Bref, si vraiment le scandale était énorme, alors par définition,
les ressources pour le faire cesser ne manquent pas; et si un grand nombre
de personnes en était conscient, alors l'émergence d'un remplaçant
serait facile et rapide.
À ce moment, les socialistes mettent en avant « l'impérieuse
nécessité » dans laquelle se trouvent les «
pauvres » qui n'auraient « pas le choix »,
pris à la gorge, soumis à leurs besoins immédiats.
Mais comment ces pauvres seraient-ils soudain dans le besoin? Sont-ils
vraiment aux portes de la mort? N'y a-t-il rien qu'ils puissent sacrifier?
Ne peuvent-ils pas se priver qui d'une bière, qui d'une place au
cinéma, qui d'un vêtement neuf, qui d'un magnétoscope,
qui d'une voiture plus récente, qui d'un appartement plus grand,
etc., bref, épargner, le temps qu'il faut pour réunir les
fonds nécessaires? Ne peuvent-ils pas emprunter à un taux
d'autant plus élevé que l'exploitation est outrageuse et
que sa fin les libérera? Si vraiment exploitation outrageuse il
y avait, les moyens ne manqueraient pas de la faire cesser. Et encore une
fois, plus grande la « rente de monopole »
supposée, plus urgente cette alarme, plus les victimes seront prêtes
à sacrifier pour la faire cesser, et plus rapide sera sa fin. Dans
un marché libre, il n'est donc aucunement possible qu'un monopole
quelconque puisse rançonner le public et subsister. Dès que
le prix d'un fournisseur est « trop » élevé
ou que ses prestations sont défaillantes, et à mesure que
l'insatisfaction du public est grande, ce fournisseur, sur un marché
libre, est condamné à s'améliorer ou à disparaître.
La « solution » des étatistes est de confier
à l'État le soin de « protéger »
les faibles. Les socialistes vont jusqu'à réclamer que l'État
se fasse fournisseur exclusif. Voilà bien une conclusion absurde
fondée sur des hypothèses autocontradictoires autant que
sur des sophismes flagrants. Qu'est-ce donc que l'État régulateur,
sinon la domination des pouvoirs établis, et le frein à l'émergence
de concurrents? Qu'est-ce donc que l'État fournisseur, sinon précisément
ce monopole, ce cas le pire dont on avait peur que le marché le
suscite peut-être? Cette « solution » est
précisément le pire possible de tous les maux que l'on prétend
écarter. Qui protège contre les prix outrageux et le service
désastreux de la part du monopole d'État? Personne. Les citoyens
étaient supposés imprévoyants et incapables de s'organiser;
comment se défendront-ils alors contre l'État tout-puissant?
++++++++++++++++++++
▶ [Énoncé a] Affichez toutes les lignes où figure la chaîne « foliage », en tenant compte de la casse.
Le texte choisi et les lignes n'ont pas la même provenance.

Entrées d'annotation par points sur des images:
++++++++++++++++++++
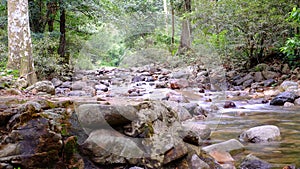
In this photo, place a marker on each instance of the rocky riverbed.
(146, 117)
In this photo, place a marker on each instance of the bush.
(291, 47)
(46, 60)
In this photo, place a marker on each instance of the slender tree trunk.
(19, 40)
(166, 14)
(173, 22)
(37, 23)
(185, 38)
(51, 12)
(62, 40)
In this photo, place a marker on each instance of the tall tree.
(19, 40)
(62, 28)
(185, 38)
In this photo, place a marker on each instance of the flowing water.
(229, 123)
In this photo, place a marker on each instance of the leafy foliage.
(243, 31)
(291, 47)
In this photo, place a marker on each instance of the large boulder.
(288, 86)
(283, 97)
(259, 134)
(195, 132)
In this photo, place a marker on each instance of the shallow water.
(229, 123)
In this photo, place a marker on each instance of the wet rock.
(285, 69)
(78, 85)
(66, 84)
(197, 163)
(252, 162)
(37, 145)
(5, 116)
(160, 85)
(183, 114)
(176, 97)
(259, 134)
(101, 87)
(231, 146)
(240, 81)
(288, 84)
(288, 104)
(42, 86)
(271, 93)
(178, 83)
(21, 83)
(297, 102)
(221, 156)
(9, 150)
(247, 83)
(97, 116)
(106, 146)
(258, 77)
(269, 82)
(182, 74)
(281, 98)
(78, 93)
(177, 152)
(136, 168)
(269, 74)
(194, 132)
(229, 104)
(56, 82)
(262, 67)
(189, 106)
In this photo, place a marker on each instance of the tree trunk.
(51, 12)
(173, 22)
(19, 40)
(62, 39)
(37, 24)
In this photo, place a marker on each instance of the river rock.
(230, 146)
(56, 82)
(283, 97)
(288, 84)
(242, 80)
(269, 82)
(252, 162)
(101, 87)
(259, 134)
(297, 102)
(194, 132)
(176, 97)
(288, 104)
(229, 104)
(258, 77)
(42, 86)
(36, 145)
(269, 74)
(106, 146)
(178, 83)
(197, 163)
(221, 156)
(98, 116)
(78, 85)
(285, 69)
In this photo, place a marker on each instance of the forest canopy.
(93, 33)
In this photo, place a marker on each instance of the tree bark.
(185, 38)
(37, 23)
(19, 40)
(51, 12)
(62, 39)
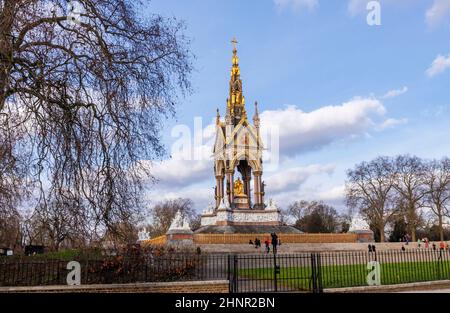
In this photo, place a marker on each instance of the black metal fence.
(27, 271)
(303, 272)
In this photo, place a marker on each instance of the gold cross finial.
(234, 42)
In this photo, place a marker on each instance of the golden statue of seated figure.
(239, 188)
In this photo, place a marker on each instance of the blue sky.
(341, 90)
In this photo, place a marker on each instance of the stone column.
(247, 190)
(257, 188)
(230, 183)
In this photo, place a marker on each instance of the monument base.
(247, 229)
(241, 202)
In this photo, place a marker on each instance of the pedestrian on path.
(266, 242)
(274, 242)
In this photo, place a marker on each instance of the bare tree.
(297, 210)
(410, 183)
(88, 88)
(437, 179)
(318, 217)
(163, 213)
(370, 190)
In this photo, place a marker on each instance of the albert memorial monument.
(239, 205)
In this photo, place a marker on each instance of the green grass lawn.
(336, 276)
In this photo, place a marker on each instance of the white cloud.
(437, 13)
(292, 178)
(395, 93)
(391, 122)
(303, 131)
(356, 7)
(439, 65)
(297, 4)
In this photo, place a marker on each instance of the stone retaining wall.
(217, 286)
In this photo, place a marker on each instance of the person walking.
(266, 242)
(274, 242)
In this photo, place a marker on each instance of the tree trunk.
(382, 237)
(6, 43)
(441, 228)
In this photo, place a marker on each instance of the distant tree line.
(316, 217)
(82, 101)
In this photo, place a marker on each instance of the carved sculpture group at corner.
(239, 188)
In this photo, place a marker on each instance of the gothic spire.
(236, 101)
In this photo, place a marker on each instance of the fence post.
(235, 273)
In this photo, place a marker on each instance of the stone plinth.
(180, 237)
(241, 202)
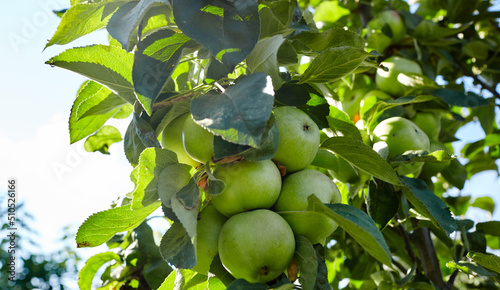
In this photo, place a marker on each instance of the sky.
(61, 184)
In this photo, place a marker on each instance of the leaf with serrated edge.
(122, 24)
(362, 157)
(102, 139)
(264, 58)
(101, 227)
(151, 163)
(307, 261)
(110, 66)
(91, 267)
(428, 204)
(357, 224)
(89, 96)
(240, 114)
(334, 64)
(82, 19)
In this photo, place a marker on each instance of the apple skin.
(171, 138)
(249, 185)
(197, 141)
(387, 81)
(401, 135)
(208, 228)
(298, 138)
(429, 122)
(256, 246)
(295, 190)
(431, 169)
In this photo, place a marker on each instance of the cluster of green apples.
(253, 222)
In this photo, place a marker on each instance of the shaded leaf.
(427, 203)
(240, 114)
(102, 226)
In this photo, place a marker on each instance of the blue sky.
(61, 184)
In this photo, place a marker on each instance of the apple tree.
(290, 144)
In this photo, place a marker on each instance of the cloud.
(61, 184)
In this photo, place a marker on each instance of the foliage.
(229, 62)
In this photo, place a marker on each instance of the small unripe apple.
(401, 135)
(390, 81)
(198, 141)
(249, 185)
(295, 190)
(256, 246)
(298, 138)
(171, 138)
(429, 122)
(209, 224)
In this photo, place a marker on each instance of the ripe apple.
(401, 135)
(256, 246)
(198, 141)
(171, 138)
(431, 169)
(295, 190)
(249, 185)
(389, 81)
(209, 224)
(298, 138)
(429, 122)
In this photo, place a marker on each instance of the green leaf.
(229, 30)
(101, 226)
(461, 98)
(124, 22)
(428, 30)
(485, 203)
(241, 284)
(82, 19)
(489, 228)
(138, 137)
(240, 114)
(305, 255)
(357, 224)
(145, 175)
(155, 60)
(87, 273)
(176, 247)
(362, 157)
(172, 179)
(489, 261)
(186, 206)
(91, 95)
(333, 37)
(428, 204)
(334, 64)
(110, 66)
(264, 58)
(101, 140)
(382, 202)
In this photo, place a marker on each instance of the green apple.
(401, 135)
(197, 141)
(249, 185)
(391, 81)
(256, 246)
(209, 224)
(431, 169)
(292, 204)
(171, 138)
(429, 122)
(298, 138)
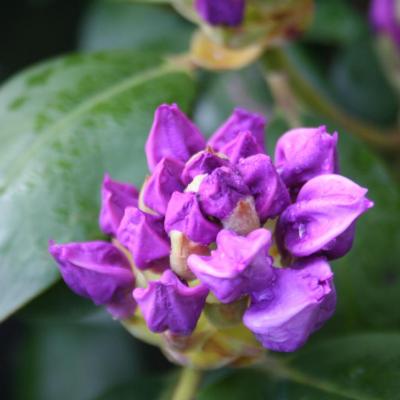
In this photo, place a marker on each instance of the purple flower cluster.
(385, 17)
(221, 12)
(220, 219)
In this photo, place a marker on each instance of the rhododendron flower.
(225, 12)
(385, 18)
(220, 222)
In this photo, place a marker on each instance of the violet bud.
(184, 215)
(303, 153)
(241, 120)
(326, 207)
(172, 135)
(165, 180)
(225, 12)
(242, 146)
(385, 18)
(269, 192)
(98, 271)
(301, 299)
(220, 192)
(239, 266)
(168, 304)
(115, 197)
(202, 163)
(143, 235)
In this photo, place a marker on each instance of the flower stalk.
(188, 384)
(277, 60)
++++++++++++++++++++
▶ [Énoncé b] Traduisez en anglais cette phrase du texte choisi : « Les socialistes vont jusqu'à réclamer que l'État se fasse fournisseur exclusif. »

▶ [Corrigé a]
In this photo, place a marker on each instance of the leafy foliage.
In this photo, place a marker on each instance of the foliage.

▶ [Corrigé b] The socialists go so far as to demand that the State become the exclusive supplier.